> [Exercise brief]: Replace "tree trunk" with "oak trunk" in the items between the lines holding "castle. Keep it snug." and "[220,498,301,699]", inclusive. Give back only those lines, with nothing else changed.
Start Working data
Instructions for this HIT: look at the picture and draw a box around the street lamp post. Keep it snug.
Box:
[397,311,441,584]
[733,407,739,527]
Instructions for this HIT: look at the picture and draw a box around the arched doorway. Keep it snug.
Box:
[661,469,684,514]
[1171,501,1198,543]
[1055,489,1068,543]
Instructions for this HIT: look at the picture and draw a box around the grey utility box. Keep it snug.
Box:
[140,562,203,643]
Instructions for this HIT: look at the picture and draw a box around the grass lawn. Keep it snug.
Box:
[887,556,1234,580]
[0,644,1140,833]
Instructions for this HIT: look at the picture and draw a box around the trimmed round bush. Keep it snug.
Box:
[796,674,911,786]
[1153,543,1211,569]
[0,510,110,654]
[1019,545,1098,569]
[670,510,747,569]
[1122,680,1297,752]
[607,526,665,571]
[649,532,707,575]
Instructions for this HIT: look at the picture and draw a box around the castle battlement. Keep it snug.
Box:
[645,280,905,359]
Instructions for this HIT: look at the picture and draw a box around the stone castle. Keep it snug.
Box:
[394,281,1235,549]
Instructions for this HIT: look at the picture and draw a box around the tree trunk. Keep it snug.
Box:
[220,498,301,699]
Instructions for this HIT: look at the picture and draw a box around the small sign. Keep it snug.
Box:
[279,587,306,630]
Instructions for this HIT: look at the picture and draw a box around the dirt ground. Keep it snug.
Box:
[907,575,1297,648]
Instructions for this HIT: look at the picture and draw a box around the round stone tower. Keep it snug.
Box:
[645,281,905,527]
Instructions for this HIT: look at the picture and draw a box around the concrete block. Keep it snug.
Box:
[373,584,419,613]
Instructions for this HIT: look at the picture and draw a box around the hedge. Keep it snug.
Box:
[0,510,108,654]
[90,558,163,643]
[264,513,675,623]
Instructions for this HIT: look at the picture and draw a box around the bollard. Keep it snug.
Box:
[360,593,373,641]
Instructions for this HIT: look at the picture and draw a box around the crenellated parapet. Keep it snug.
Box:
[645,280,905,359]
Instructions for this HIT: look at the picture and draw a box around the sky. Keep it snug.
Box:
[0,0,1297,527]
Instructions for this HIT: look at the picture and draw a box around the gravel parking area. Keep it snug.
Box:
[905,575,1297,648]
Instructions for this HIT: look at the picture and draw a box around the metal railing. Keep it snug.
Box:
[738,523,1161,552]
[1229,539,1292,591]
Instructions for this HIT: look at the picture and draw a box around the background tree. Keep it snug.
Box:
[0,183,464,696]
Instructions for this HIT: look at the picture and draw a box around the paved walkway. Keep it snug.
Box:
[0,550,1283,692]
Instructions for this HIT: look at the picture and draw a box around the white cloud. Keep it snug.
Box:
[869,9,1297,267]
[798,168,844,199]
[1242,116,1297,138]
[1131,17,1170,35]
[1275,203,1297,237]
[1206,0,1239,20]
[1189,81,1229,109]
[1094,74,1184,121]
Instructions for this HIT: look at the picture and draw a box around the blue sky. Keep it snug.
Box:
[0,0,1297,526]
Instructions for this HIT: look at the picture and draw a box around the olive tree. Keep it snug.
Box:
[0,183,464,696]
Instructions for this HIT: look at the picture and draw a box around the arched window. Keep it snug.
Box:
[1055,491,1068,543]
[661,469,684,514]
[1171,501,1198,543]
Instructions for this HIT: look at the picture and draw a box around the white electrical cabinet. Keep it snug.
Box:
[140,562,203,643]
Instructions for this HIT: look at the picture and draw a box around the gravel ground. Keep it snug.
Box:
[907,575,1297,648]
End Working data
Start Working data
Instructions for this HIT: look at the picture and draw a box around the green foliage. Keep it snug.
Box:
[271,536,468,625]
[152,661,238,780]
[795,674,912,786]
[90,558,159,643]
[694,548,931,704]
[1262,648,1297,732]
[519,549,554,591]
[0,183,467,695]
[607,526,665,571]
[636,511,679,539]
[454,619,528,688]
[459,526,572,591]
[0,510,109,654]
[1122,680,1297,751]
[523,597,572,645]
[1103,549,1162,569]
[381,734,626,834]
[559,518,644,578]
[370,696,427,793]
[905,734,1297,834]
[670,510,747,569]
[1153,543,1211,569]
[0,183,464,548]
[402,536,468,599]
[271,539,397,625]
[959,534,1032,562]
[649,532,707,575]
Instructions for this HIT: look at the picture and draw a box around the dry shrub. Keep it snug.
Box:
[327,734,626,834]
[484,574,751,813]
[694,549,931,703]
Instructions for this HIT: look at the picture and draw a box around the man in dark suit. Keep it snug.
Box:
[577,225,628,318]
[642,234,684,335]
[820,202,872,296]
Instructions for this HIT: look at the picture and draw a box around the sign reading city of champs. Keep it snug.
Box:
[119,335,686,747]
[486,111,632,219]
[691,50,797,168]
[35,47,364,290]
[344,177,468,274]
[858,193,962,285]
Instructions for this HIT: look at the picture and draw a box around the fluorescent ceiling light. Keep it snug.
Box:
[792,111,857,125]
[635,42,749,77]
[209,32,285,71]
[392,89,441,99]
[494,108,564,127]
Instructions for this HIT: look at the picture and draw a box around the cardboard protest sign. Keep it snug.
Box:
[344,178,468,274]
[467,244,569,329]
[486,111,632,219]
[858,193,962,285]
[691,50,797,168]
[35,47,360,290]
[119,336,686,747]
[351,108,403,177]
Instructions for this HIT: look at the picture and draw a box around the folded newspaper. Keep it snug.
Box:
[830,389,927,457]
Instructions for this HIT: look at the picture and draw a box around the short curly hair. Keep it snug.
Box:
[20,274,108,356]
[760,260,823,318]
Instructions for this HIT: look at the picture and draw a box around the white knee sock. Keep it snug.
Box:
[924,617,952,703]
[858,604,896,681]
End Working data
> [Task response]:
Instructions for this HIT: look at the picture and draw a box around the stone castle. Keep it snug.
Box:
[394,281,1235,549]
Instructions for this HIT: look at the picture and draw a box around the oak trunk. Keep it snug.
Box:
[220,498,301,699]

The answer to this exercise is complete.